Given problem -
The records below must be transcribed exactly. Do not include the pictures.
— BEGIN Input for this task —
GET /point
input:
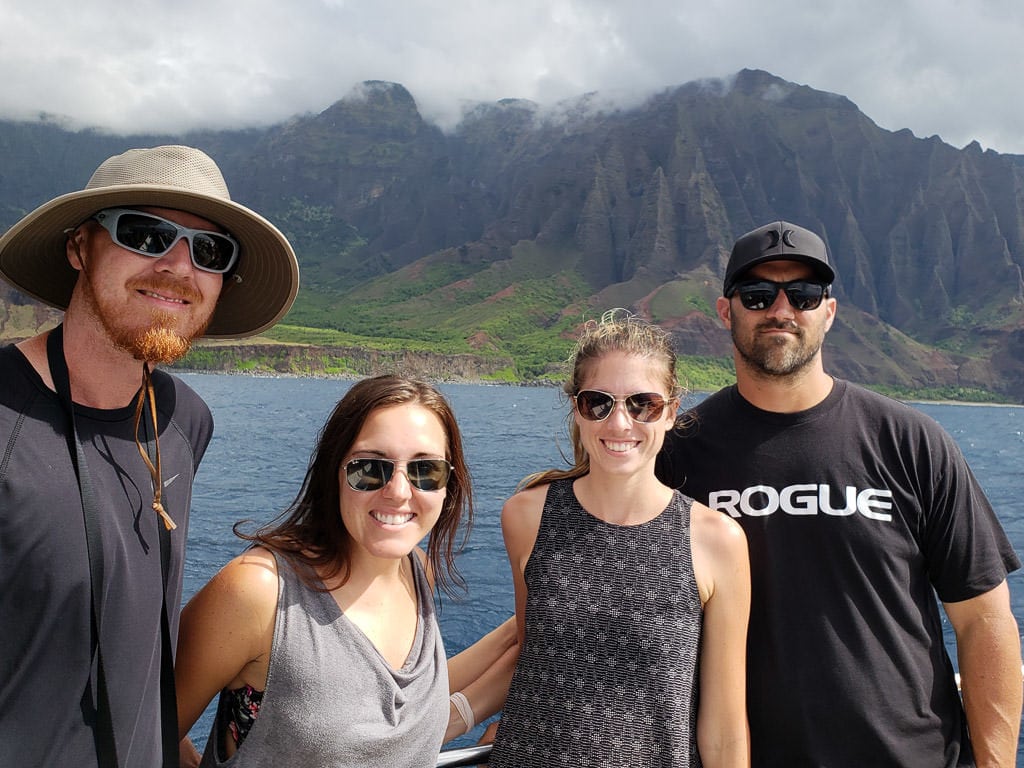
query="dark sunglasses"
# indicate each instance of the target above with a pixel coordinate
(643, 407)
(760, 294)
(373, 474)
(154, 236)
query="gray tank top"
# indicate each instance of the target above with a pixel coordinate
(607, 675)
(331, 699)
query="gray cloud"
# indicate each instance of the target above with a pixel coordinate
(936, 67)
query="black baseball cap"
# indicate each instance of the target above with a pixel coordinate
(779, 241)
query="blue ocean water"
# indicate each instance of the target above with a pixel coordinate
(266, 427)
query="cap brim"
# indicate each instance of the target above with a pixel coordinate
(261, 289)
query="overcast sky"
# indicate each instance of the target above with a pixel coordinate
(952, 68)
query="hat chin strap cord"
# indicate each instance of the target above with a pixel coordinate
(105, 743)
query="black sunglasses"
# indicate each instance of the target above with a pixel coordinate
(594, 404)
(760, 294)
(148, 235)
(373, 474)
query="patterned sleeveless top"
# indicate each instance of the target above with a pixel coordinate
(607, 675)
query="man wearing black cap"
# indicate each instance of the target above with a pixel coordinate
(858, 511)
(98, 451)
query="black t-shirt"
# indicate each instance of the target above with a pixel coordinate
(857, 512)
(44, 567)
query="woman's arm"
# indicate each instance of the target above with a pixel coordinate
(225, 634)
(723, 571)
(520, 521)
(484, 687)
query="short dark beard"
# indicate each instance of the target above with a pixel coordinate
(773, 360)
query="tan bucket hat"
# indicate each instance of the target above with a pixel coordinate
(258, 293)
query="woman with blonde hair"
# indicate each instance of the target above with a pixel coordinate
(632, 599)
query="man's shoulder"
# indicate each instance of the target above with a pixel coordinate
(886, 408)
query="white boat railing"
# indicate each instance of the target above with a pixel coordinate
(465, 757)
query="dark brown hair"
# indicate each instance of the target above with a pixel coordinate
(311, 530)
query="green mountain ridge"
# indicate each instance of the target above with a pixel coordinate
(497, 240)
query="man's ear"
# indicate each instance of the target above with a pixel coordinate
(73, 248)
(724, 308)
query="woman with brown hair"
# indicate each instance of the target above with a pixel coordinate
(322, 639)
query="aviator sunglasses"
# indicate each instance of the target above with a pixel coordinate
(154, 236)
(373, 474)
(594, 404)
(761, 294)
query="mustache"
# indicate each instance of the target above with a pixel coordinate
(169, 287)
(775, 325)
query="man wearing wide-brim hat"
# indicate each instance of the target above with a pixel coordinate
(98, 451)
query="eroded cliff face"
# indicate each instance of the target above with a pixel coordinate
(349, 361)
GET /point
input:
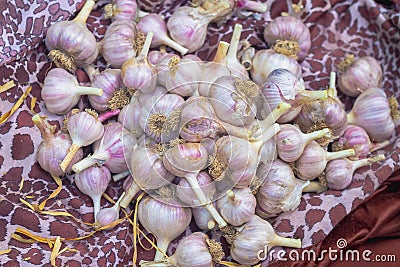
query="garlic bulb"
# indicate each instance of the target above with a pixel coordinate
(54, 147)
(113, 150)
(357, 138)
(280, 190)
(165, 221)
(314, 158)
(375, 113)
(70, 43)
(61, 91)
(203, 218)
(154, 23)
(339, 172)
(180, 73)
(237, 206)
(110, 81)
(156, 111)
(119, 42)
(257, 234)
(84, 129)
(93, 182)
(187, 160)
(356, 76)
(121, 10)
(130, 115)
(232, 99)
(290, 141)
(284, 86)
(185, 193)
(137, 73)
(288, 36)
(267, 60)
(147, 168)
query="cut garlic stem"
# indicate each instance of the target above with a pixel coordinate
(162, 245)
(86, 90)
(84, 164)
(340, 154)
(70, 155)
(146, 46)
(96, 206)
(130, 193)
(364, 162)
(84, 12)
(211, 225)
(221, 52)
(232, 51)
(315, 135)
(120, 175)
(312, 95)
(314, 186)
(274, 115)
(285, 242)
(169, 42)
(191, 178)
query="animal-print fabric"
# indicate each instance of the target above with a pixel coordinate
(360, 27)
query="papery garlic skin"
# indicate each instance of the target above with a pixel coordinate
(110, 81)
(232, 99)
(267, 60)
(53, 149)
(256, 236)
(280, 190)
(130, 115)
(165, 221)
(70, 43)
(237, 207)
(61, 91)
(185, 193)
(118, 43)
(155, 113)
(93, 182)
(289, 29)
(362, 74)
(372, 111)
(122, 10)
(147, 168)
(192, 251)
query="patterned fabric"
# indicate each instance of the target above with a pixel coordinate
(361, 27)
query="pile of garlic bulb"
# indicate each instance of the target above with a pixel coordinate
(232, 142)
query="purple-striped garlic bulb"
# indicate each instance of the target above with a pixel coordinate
— END Input for this task —
Exercise answer -
GET /point
input:
query="dark sunglasses"
# indicate each instance of the target above with a pixel coordinate
(643, 407)
(760, 294)
(373, 474)
(154, 236)
query="gray tank top"
# indicate each instance of the target above with a pixel coordinate
(607, 675)
(331, 699)
query="gray cloud"
# indicate each instance of the target above with a pixel coordinate
(936, 67)
query="black baseball cap"
# indicate each instance of the target above with a pixel coordinate
(779, 241)
query="blue ocean water"
# indicate each instance of the target above with a pixel coordinate
(266, 427)
query="cap brim"
# indicate each instance of the target above with a pixel coordinate
(261, 289)
query="overcast sky"
# indicate each instance of the target above with a pixel coordinate
(952, 68)
query="hat chin strap cord"
# indicate each instance of the target above with a pixel coordinate
(105, 743)
query="black sunglasses"
# indicate each instance of the target above with a pixel coordinate
(594, 404)
(760, 294)
(148, 235)
(373, 474)
query="patterned sleeveless top"
# indicate each instance of the target above with a pixel coordinate
(607, 675)
query="man wearing black cap"
# indicate each instance of the target above with a pixel coordinate
(858, 511)
(98, 451)
query="black t-shirt"
# indicate each instance of the target above with a pixel coordinate
(857, 512)
(44, 567)
query="woman's arm"
# indicate each instance of the target above with a pixel coordinate
(225, 634)
(723, 571)
(520, 521)
(484, 687)
query="short dark beard"
# indicate each instance of the target above with a pixel coordinate
(773, 360)
query="tan bucket hat"
# indicate each instance of the target above with a pixel coordinate
(258, 293)
query="woman with blonde hair"
# indicate each instance of the target above with a pixel coordinate
(632, 599)
query="man's shoulder"
# indicate each instance of the target above with a pixel coordinate
(886, 408)
query="white boat railing"
# indicate each instance of the target above with a pixel coordinate
(465, 757)
query="dark brown hair"
# indicate each instance of the target above with a pixel coordinate
(311, 530)
query="green mountain ridge"
# indicate each instance of the target above with a pixel coordinate
(497, 240)
query="man's ear"
# indicate each instance of the target above with a pixel coordinate
(73, 248)
(724, 308)
query="woman with brown hair"
# indicate each instance of the target above with a pixel coordinate
(322, 639)
query="aviator sunglasses"
# indicate each instance of the target above with a pixel coordinate
(154, 236)
(373, 474)
(594, 404)
(761, 294)
query="mustache"
# indicate each instance of the target above with a pixel coordinate
(169, 287)
(775, 325)
query="man wearing wide-brim hat"
# indicate each instance of the target above with a pixel coordinate
(98, 451)
query="eroded cliff face"
# indicate each instance of the target above with a pixel coordinate
(349, 361)
GET /point
input:
query="garlic bulb"
# indicate each instance of the target above with a pixel coordinate
(54, 147)
(113, 150)
(357, 138)
(280, 190)
(165, 221)
(314, 158)
(375, 113)
(70, 43)
(61, 91)
(203, 218)
(154, 23)
(339, 172)
(180, 73)
(237, 206)
(110, 81)
(156, 111)
(119, 42)
(257, 234)
(84, 129)
(93, 182)
(187, 160)
(356, 76)
(121, 10)
(130, 115)
(232, 99)
(290, 141)
(284, 86)
(185, 193)
(137, 73)
(288, 36)
(267, 60)
(147, 168)
query="cut garlic stem"
# indicate each instance of the target above with a pixel coordinate
(162, 245)
(86, 90)
(84, 164)
(340, 154)
(70, 155)
(146, 46)
(96, 206)
(130, 193)
(364, 162)
(84, 12)
(211, 225)
(221, 52)
(232, 51)
(315, 135)
(120, 175)
(312, 95)
(314, 186)
(274, 115)
(285, 242)
(169, 42)
(191, 178)
query="animal-print fabric"
# indicate each instance of the target above with a pixel coordinate
(360, 27)
query="papery garlic skin"
# indicate each instance of the target above with a pixel coordinate
(110, 81)
(232, 99)
(267, 60)
(53, 149)
(256, 236)
(280, 190)
(130, 115)
(165, 221)
(70, 43)
(237, 207)
(61, 91)
(185, 193)
(118, 43)
(155, 113)
(93, 182)
(289, 29)
(362, 74)
(372, 111)
(122, 10)
(147, 168)
(192, 251)
query="patterned fabric"
# indicate each instance of the target above with a pixel coordinate
(361, 27)
query="pile of garlic bulb"
# indicate each instance of the target above with a pixel coordinate
(232, 142)
query="purple-striped garlic bulb"
# indicate each instance of the target above with a pixel coordinate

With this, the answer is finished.